WHAT IS NEEDED - Please return the lines below verbatim, beginning at the one that has "box: [743, 453, 759, 540]" and stopping after the one that has "positive clicks: (756, 535)", and add no other lines.

EXERCISE MATERIALS -
************
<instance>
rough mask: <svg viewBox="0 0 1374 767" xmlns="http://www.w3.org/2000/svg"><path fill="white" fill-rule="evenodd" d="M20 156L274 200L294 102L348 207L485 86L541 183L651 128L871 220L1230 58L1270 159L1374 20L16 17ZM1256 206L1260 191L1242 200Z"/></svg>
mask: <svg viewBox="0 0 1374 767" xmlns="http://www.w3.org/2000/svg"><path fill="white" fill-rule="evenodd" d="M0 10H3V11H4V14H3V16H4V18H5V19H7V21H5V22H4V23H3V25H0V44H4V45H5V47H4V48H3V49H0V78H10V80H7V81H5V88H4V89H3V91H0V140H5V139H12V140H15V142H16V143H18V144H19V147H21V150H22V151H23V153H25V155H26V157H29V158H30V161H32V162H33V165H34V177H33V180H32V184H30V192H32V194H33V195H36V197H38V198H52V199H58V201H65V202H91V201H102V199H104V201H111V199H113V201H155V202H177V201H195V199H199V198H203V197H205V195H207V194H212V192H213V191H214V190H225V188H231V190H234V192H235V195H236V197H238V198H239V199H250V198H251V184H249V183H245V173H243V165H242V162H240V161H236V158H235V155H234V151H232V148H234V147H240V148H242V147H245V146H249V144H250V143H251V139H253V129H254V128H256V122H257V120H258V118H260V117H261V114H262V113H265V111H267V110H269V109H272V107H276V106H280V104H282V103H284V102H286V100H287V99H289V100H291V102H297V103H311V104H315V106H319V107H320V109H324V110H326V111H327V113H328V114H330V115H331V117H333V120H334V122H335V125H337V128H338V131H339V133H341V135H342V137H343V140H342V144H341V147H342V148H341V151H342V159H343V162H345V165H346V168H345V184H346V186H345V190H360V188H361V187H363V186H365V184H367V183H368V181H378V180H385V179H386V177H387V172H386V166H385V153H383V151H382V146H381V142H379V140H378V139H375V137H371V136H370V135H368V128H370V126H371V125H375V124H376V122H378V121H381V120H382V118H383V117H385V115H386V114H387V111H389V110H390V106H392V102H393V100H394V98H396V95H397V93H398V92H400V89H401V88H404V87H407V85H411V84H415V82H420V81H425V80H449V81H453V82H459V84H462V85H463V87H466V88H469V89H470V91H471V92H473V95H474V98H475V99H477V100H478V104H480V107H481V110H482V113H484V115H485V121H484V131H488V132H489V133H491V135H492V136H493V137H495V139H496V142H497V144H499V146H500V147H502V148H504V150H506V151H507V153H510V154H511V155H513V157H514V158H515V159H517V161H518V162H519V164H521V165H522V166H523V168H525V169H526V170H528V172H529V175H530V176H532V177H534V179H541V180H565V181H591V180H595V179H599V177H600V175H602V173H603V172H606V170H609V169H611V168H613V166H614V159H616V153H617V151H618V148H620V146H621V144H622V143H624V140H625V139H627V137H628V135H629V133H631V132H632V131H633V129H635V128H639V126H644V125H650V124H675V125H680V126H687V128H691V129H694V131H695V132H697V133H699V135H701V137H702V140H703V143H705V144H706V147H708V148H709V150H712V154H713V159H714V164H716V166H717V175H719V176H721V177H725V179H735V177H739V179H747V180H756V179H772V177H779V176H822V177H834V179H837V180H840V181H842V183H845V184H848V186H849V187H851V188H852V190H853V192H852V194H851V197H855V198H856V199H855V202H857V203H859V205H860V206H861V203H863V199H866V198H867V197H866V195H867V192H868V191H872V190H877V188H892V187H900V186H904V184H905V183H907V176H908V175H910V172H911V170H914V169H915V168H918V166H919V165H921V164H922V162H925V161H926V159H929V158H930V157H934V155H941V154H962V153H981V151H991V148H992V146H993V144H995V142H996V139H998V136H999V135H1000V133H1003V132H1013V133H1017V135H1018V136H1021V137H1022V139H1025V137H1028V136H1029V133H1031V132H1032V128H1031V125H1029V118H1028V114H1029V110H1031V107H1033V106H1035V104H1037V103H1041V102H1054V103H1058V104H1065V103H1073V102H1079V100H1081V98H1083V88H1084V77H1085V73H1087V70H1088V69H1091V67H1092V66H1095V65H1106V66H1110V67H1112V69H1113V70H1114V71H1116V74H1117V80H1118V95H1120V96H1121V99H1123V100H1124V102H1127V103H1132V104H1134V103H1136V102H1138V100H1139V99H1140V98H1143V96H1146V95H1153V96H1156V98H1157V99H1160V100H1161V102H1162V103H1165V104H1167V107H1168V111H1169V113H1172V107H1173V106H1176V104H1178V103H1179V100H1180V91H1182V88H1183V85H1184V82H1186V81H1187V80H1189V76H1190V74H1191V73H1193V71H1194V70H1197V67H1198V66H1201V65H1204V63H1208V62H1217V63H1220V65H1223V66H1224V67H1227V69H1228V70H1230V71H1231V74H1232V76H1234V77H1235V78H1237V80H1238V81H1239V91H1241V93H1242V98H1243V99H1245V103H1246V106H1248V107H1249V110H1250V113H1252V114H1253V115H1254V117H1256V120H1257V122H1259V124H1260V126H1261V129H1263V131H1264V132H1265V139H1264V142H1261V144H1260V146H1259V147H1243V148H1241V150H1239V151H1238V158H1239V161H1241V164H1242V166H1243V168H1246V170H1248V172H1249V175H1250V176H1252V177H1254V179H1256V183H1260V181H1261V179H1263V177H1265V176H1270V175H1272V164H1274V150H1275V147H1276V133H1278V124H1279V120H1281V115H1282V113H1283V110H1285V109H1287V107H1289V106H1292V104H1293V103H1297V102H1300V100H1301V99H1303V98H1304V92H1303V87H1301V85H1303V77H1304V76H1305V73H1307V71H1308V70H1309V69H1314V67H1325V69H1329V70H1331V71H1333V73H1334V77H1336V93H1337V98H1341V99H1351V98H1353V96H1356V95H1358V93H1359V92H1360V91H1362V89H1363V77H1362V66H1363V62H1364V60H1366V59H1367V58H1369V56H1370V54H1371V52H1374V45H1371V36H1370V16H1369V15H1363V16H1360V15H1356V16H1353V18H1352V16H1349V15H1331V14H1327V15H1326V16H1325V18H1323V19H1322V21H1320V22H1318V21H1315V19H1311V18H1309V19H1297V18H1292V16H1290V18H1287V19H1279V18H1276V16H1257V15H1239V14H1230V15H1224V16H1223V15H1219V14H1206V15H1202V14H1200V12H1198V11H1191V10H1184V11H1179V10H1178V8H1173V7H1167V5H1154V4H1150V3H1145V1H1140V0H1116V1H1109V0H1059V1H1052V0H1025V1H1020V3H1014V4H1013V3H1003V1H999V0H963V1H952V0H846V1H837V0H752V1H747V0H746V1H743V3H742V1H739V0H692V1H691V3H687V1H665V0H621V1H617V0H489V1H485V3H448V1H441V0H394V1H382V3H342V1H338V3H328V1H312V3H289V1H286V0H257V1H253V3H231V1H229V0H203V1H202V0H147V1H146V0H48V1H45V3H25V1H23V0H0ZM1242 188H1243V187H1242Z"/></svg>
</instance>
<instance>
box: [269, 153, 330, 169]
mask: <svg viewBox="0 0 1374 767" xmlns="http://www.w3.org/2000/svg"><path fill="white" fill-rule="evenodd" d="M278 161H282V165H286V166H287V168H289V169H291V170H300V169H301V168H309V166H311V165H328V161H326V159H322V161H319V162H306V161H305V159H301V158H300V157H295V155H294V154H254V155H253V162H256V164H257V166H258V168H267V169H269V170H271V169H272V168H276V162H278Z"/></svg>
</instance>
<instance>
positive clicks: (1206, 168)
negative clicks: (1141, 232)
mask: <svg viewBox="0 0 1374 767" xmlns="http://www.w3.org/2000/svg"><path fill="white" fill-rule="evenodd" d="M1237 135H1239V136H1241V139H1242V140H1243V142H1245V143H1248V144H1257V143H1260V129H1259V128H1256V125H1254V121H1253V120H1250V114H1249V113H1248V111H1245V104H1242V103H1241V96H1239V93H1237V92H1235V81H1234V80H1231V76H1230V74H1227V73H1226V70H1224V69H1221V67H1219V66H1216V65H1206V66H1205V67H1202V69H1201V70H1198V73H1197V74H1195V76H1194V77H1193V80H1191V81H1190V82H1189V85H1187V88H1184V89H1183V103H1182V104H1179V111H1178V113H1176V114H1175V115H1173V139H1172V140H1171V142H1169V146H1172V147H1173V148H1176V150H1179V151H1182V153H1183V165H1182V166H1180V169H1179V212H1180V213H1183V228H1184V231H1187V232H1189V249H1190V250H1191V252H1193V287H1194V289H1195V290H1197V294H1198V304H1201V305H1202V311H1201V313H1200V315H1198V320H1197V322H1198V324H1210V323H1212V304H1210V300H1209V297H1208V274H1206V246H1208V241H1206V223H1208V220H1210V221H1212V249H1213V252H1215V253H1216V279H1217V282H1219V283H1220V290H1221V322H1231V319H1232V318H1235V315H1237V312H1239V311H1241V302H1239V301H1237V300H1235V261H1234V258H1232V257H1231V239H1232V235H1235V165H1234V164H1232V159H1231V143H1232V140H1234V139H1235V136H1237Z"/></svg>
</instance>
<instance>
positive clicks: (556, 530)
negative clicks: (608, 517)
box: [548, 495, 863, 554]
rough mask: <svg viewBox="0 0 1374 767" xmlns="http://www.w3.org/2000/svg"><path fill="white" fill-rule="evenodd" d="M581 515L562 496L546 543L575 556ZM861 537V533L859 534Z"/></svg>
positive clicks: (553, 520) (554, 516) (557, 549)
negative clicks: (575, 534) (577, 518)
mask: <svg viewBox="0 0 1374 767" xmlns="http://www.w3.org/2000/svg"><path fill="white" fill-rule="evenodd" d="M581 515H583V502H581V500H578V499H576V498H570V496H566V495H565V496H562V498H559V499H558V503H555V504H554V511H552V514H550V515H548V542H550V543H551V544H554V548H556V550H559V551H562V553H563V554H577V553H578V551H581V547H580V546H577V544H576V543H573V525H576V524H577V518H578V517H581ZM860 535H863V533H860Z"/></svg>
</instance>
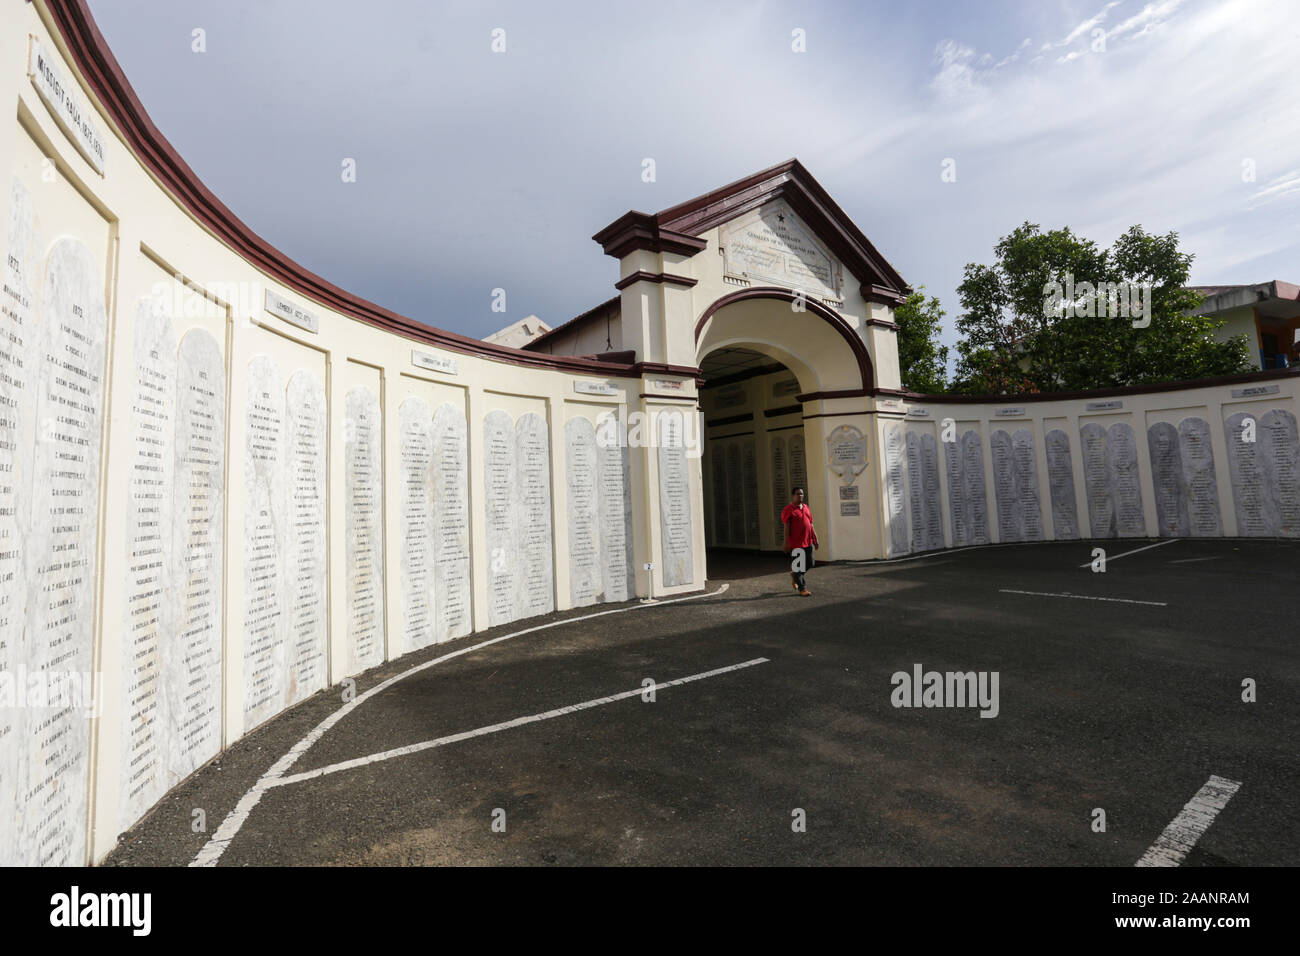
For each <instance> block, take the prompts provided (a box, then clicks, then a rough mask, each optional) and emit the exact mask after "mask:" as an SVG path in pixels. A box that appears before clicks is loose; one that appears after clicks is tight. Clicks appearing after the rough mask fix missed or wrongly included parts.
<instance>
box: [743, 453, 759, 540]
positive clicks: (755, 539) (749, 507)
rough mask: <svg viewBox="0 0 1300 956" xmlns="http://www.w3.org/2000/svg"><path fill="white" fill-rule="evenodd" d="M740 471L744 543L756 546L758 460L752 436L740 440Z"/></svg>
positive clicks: (756, 535) (757, 537) (757, 524)
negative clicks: (740, 440) (743, 512)
mask: <svg viewBox="0 0 1300 956" xmlns="http://www.w3.org/2000/svg"><path fill="white" fill-rule="evenodd" d="M740 455H741V471H742V476H744V481H745V544H746V545H753V546H754V548H758V545H759V532H758V528H759V522H758V460H757V458H755V453H754V438H753V437H749V438H745V440H744V441H742V442H741V446H740Z"/></svg>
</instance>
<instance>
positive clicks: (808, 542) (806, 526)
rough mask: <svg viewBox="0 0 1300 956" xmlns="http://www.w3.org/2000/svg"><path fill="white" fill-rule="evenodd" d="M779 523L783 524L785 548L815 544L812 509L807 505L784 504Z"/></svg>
mask: <svg viewBox="0 0 1300 956" xmlns="http://www.w3.org/2000/svg"><path fill="white" fill-rule="evenodd" d="M781 523H783V524H785V550H790V549H793V548H807V546H809V545H815V544H816V532H815V531H813V511H811V510H809V506H807V505H787V506H785V509H784V510H783V511H781Z"/></svg>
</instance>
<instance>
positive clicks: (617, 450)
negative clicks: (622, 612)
mask: <svg viewBox="0 0 1300 956" xmlns="http://www.w3.org/2000/svg"><path fill="white" fill-rule="evenodd" d="M604 434H606V436H608V434H610V433H608V432H606V433H604ZM595 457H597V471H598V475H597V481H598V483H599V484H598V486H599V501H601V506H599V535H598V537H597V540H598V541H599V544H601V574H602V579H603V594H602V596H601V600H602V601H627V600H629V598H632V597H634V596H636V591H634V587H633V583H634V580H636V578H634V571H633V564H632V480H630V473H632V462H630V453H629V449H628V445H627V444H625V442H623V441H617V434H616V433H615V434H614V436H612V440H607V441H602V440H601V437H599V436H598V437H597V451H595Z"/></svg>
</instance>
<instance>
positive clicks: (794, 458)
mask: <svg viewBox="0 0 1300 956" xmlns="http://www.w3.org/2000/svg"><path fill="white" fill-rule="evenodd" d="M796 488H802V489H803V502H805V503H806V505H807V506H809V507H813V489H811V488H809V466H807V457H806V455H805V451H803V434H802V433H801V432H796V433H794V434H792V436H790V490H792V492H793V490H794V489H796ZM785 501H787V503H789V494H787V496H785Z"/></svg>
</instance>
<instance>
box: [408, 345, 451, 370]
************
EXERCISE OUTPUT -
box: [743, 453, 759, 540]
positive clicks: (755, 539) (749, 507)
rough mask: <svg viewBox="0 0 1300 956" xmlns="http://www.w3.org/2000/svg"><path fill="white" fill-rule="evenodd" d="M740 471L744 543L756 546L758 460L752 436L740 440Z"/></svg>
positive clicks: (756, 535) (757, 537) (757, 524)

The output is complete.